> SUPPLIED ENTRIES:
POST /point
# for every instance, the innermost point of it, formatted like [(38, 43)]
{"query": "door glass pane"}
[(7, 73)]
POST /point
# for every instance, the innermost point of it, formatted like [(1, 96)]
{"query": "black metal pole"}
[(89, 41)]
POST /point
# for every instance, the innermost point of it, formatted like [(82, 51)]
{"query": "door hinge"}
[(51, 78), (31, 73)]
* * *
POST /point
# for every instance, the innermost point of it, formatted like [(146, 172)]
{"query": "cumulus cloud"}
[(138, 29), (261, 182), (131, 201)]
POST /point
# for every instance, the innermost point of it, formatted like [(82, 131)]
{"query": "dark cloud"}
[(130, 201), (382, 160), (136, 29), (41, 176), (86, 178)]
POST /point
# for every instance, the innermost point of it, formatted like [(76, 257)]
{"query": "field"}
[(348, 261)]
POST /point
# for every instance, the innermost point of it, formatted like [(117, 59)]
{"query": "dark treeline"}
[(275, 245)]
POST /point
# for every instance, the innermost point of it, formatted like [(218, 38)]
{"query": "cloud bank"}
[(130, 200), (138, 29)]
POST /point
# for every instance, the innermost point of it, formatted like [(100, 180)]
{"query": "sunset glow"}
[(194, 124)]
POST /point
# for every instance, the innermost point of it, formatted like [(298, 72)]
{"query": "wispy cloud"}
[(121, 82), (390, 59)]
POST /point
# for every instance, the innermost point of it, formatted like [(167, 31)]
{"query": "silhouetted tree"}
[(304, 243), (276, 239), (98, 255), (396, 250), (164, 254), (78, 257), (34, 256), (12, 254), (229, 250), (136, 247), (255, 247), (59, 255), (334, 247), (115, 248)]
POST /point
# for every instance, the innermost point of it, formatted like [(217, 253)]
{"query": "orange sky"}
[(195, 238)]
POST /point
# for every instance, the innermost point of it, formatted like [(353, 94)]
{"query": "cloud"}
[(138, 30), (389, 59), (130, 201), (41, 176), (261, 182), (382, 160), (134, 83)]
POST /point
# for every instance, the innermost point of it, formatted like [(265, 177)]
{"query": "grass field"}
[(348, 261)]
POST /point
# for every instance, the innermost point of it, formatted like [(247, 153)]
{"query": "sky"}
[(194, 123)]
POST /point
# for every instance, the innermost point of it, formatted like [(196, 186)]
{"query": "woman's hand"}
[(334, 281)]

> WHAT YOU HAVE TO DO: Collect every line of the material above that contains the string "dark". Case counts, so a line matches only when its letters have the same capitalization.

> FINISHED TASK:
{"query": "dark cloud"}
{"query": "dark treeline"}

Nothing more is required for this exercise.